Sumbawa, KabarNTB – Ritual adat Pasaji Ponan Sedekah Orong di Bukit Ponan atau yang lazim disebut Pesta Ponan di Desa Poto, Kecamatan Moyo Hilir, Minggu (13/03/2016), dibanjiri ribuan orang pengunjung. Para pengunjung yang berasal dari berbagai penjuru Sumbawa sejak matahari di ufuk timur menyingsing.
Mereka rela berjalan kaki sekitar 1,5 kilometer dari Desa Poto, menuju Bukit Ponan yang menjadi lokasi utama Pesta Ponan.
Uniknya, setelah acara dibuka secara resmi oleh Wakil Bupati Sumbawa, para pengunjung berebutan memburu kuliner yang disiapkan oleh ibu-ibu yang sejak pagi membawa kuliner tradisional Sumbawa tersebut.
Pesta Ponan yang dibuka Wakil Bupati Sumbawa, Mahmud Abdullah tersebut, seperti biasanya selalu kental dengan nuansa islami. Sebelum acara dimulai, pemuka agama memimpin do’a sebagai wujud rasa syukur terhadap rejeki yang diberikan sang khalik.
Wakil Bupati Sumbawa, Mahmud Abdullah, mengatakan, dalam mengungkapkan rasa syukur atas rahmat yang ada, berbagai cara dapat dilakukan. Bagi masyarakat Sumbawa yang masih kental dengan tradisi dan budayanya, juga memiliki cara tersendiri dalam mensyukuri nikmat yang diberikan Allah SWT. Salah satu caranya adalah dengan menggelar tradisi sedekah orong atau sadekah ponan.
Secara turun temurun kata Wabup, sedekah ponan menjadi suatu cara ritual tradisional masyarakat Sumbawa di sekitar Dusun Poto, Moyo Hilir yang sudah berlangsung sejak lama. Ini merupakan sesuatu yang menarik bagi dunia pariwisata khususnya wisata budaya.

SOAL LATIHAN A. Skalakan ulang baris-baris data di bawah, mulai dari baris yang memuat "Could you please drop a point on the white sink" dan berakhir pada baris data terakhir. Tulis kembali semua baris tersebut beserta permintaannya, dengan setiap koordinat titik pada jawaban dikalikan 2,35 lalu dibulatkan ke bilangan bulat terdekat (nilai setengah dibulatkan ke atas).

(Entri penunjukan objek bernama)

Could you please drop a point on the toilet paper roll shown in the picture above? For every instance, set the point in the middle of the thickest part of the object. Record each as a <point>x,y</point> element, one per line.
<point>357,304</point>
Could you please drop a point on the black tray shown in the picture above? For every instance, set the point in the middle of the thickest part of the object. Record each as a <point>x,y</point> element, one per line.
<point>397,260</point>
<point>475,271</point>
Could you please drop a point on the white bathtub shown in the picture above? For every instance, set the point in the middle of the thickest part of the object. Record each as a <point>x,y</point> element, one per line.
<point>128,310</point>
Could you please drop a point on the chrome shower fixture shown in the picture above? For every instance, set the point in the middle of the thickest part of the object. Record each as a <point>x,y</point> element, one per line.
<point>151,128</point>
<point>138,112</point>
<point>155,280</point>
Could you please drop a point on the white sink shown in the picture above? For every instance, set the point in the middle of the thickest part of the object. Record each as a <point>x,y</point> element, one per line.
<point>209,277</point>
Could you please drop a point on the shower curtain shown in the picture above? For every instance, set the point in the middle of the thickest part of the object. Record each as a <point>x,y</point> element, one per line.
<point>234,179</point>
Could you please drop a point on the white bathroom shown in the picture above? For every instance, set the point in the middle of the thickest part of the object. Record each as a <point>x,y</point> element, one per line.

SOAL LATIHAN B. Menurut berita tentang Pesta Ponan, berapa jauh pengunjung berjalan kaki dari Desa Poto menuju Bukit Ponan?

HASIL LATIHAN A.
Could you please drop a point on the white sink shown in the picture above? For every instance, set the point in the middle of the thickest part of the object. Record each as a <point>x,y</point> element, one per line.
<point>491,651</point>
Could you please drop a point on the shower curtain shown in the picture above? For every instance, set the point in the middle of the thickest part of the object. Record each as a <point>x,y</point> element, one per line.
<point>550,421</point>
Could you please drop a point on the white bathroom shown in the picture above? For every instance, set the point in the middle of the thickest part of the object. Record each as a <point>x,y</point> element, one per line.

HASIL LATIHAN B. Sekitar 1,5 kilometer.